-- Start MATERIAL FOR THE TASK --

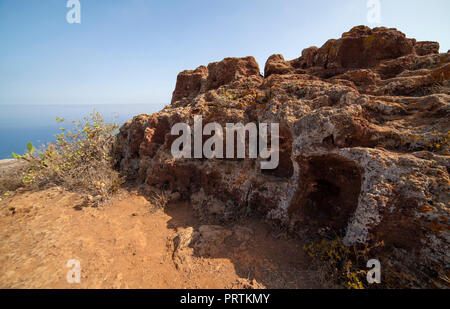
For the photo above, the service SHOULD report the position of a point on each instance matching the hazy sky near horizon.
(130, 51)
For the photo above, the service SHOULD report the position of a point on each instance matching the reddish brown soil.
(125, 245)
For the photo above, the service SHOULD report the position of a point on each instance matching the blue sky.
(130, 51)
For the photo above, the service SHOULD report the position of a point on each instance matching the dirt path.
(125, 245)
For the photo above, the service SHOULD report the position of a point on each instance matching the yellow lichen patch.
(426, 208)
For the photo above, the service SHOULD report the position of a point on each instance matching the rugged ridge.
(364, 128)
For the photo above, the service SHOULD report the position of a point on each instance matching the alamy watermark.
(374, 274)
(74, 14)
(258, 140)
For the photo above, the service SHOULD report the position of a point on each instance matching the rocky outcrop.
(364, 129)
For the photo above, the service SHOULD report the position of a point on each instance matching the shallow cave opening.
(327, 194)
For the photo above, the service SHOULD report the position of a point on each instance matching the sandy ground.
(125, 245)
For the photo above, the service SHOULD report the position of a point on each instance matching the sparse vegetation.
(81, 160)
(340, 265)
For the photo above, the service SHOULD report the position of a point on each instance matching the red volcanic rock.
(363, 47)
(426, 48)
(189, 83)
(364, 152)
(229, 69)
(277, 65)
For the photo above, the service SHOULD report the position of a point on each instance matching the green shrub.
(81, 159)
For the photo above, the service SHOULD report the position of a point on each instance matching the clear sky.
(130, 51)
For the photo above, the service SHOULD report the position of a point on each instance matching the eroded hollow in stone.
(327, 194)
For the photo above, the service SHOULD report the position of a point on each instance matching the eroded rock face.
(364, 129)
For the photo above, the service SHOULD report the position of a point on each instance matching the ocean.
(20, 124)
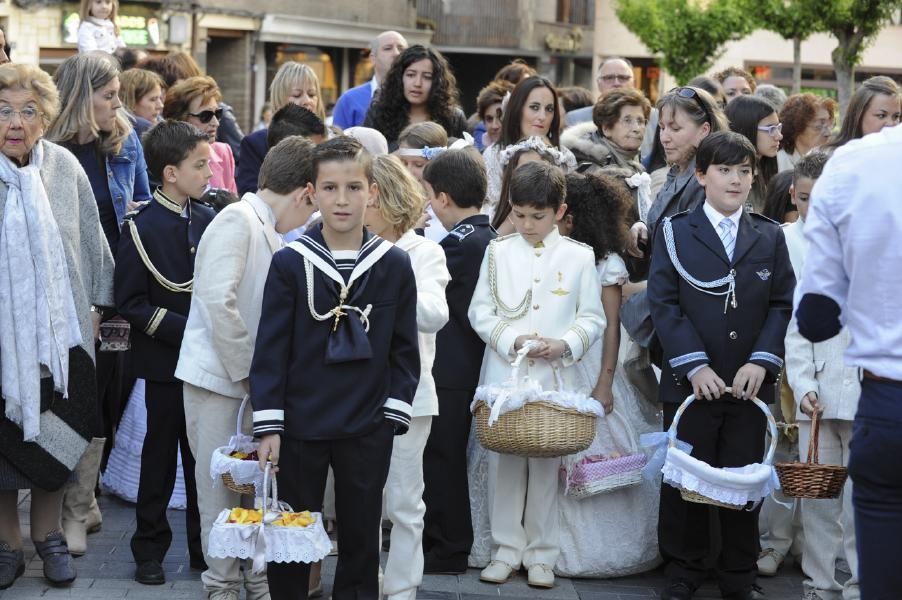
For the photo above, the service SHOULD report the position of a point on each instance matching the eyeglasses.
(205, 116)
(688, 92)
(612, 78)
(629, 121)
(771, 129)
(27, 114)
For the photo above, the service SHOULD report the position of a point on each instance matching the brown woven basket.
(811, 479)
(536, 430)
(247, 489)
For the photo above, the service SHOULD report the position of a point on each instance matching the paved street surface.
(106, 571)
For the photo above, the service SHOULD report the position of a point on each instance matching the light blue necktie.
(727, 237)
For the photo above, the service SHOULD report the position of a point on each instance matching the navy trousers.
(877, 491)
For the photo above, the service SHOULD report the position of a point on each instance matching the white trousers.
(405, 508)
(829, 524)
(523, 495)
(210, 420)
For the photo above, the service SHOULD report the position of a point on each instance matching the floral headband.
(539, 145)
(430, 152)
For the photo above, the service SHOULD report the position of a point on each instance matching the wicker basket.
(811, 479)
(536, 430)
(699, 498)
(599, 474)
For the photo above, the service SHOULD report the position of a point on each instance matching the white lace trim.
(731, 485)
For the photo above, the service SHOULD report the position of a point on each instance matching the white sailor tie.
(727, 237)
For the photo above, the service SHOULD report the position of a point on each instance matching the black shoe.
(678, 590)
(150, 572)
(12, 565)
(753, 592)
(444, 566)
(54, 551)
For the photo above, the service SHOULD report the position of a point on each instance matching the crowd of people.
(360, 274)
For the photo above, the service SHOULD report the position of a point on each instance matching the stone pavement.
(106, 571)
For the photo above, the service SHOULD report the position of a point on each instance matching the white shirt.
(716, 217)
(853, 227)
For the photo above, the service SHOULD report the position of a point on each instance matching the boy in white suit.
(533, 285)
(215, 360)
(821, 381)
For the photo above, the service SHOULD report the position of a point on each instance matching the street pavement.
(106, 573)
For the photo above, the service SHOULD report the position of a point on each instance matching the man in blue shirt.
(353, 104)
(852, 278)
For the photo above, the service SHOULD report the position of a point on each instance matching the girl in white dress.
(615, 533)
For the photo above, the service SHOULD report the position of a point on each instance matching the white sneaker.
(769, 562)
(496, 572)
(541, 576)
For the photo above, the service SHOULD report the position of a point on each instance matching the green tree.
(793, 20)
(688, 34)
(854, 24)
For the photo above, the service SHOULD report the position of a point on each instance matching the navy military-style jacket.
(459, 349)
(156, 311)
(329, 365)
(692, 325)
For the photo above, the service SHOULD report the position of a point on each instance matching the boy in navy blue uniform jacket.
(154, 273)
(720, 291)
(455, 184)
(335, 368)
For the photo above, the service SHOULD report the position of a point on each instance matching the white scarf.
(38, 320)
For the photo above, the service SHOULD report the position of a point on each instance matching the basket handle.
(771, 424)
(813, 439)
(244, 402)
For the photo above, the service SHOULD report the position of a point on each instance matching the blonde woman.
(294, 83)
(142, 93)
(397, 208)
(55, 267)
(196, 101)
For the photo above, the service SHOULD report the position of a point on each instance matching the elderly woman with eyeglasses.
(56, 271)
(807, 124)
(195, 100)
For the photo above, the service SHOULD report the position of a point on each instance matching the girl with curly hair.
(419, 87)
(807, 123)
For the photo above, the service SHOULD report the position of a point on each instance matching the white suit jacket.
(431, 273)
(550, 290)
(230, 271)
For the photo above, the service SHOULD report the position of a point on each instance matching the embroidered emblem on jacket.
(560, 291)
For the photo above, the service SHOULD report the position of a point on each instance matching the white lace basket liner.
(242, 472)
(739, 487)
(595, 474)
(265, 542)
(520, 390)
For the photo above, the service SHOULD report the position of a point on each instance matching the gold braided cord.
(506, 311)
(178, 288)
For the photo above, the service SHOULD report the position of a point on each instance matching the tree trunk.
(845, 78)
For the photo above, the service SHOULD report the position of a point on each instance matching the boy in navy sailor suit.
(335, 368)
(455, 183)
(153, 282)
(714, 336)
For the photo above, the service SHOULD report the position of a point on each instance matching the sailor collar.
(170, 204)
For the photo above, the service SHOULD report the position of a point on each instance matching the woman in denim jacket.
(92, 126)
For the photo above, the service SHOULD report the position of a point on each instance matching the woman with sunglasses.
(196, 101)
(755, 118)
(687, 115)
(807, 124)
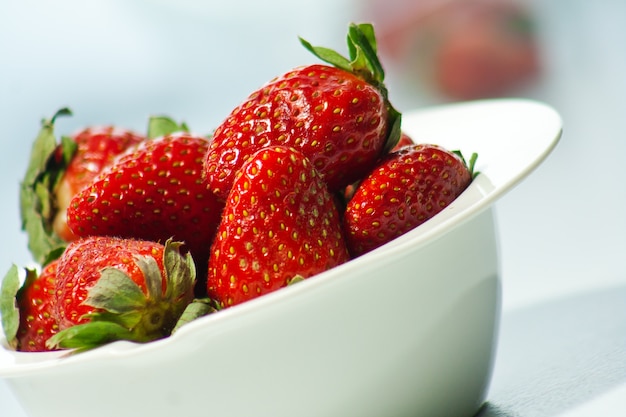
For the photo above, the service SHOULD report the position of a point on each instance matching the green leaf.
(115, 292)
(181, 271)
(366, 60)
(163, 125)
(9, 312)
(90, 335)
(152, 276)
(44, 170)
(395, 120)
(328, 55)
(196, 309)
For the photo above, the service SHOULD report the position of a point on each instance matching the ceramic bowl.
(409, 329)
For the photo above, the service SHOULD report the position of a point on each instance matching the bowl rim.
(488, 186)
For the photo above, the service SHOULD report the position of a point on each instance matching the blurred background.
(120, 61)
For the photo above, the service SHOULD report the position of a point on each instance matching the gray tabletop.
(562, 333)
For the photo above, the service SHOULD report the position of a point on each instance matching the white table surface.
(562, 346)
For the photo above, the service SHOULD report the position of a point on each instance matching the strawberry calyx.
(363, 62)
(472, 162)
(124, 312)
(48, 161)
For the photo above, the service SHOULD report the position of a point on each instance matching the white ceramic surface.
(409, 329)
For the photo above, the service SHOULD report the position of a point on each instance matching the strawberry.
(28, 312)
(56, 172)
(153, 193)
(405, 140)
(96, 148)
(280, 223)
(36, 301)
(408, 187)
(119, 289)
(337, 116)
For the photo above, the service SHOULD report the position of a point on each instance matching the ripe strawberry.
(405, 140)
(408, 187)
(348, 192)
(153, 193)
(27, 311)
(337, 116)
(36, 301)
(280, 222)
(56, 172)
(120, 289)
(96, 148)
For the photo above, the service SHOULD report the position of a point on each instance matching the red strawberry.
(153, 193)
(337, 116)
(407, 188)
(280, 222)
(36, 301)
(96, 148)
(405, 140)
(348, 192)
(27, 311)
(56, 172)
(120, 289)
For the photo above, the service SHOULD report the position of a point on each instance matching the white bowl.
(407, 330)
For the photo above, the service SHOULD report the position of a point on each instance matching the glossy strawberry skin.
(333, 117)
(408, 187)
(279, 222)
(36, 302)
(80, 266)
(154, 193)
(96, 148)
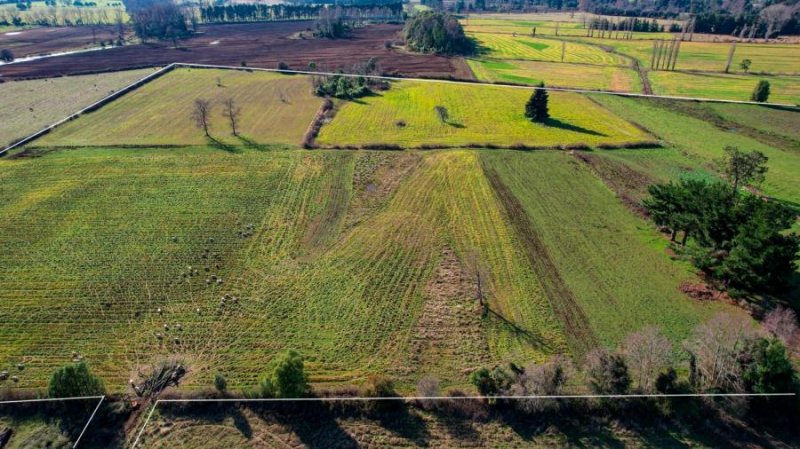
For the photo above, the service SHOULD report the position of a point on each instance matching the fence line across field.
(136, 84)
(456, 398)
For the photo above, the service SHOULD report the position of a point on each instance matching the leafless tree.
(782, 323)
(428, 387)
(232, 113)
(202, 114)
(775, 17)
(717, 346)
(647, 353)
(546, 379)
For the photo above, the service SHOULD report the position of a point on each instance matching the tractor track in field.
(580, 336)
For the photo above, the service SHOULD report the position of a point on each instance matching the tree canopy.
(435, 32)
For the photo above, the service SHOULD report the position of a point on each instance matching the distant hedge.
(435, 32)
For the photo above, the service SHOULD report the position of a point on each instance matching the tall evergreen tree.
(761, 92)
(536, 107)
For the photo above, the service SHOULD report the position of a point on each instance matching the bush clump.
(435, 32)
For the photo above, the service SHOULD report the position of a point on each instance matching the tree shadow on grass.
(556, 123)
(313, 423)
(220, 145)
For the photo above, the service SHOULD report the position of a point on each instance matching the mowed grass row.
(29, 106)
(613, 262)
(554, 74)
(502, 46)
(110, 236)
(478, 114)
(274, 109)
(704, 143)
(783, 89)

-- End MATERIAL FOR THE TASK --
-- Start MATERIAL FOR THE TASK --

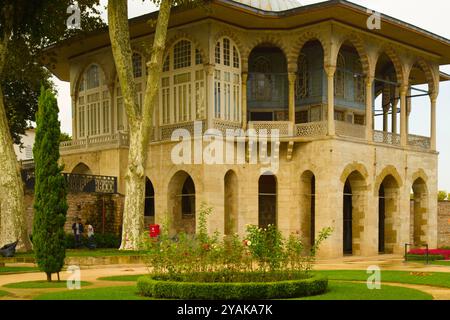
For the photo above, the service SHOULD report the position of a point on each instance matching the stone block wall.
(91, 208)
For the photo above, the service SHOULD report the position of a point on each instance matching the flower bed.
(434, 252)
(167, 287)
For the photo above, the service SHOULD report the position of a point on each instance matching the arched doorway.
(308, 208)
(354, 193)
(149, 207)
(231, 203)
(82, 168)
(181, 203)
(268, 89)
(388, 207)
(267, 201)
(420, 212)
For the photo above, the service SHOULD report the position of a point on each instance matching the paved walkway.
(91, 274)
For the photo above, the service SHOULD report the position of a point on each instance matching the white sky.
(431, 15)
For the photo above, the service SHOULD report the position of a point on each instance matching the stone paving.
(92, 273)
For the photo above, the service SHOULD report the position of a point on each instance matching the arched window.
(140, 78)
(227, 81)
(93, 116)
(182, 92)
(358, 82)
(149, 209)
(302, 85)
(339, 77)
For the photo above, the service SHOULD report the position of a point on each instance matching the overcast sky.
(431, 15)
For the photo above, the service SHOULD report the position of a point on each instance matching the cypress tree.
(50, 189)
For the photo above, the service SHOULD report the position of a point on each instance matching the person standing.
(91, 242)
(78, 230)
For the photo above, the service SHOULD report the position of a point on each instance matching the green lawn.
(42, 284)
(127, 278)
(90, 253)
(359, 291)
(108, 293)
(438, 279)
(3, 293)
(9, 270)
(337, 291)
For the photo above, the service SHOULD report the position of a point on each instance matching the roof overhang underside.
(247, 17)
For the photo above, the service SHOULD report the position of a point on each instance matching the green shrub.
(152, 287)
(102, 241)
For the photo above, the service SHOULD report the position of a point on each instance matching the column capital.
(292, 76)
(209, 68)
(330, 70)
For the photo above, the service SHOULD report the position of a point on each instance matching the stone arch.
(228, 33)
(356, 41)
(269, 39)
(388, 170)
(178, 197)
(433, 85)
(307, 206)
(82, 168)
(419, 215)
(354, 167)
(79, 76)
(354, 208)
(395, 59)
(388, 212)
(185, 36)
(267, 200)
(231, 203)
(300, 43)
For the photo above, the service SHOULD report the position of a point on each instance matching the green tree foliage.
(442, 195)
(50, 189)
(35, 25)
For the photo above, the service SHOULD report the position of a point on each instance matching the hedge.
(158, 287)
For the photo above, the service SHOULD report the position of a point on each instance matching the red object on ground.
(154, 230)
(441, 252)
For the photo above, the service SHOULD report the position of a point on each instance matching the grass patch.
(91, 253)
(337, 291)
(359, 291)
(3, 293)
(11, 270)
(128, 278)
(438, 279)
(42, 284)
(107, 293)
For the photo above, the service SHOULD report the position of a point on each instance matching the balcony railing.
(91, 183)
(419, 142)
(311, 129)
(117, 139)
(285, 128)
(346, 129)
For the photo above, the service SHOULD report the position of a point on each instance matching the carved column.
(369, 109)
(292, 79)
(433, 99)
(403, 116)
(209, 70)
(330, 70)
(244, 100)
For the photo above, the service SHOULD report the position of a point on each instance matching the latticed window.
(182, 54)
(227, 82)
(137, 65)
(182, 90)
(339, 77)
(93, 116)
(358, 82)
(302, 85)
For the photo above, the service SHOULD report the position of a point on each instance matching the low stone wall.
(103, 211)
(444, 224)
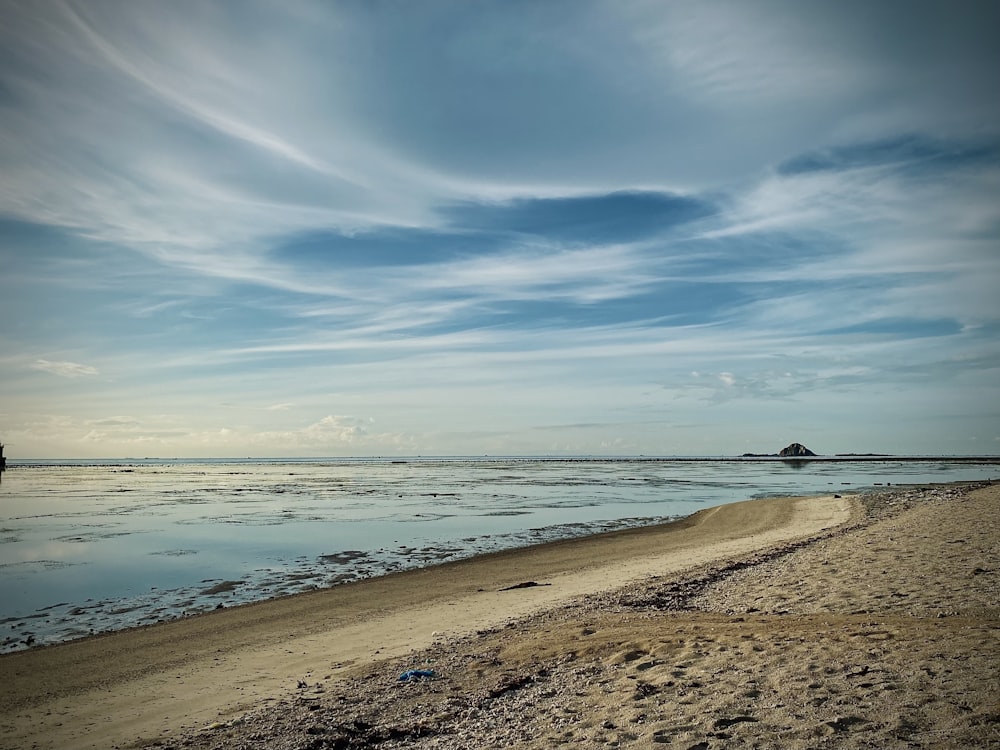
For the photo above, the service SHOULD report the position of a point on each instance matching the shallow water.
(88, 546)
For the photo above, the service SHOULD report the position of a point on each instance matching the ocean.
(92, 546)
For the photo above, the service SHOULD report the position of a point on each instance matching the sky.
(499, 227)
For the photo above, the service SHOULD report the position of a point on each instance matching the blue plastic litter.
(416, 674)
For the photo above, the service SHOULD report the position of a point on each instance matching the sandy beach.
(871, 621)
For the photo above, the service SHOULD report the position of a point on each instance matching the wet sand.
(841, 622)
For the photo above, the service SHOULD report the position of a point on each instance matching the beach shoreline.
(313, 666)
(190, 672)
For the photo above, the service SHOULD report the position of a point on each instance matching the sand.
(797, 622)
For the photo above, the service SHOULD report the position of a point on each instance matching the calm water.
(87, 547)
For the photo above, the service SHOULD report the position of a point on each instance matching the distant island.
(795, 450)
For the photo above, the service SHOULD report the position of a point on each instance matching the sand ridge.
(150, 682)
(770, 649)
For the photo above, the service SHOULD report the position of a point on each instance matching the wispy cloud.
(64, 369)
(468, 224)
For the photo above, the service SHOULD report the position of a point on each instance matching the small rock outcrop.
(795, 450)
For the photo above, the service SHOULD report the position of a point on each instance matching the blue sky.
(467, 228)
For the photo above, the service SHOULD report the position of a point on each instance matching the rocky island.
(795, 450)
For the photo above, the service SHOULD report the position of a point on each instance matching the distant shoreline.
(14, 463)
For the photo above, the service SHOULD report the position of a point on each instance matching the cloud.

-- End MATERIAL FOR THE TASK --

EXERCISE AIM:
Can you show every line of the data above that contains the string "shallow", copied in full? Treat the match as case-sensitive.

OUTPUT OF THE TASK:
For the photo above, the service SHOULD report the position of a point on each instance matching the shallow cave opening.
For the photo above, the service SHOULD report the position of a point on each instance matching the shallow water.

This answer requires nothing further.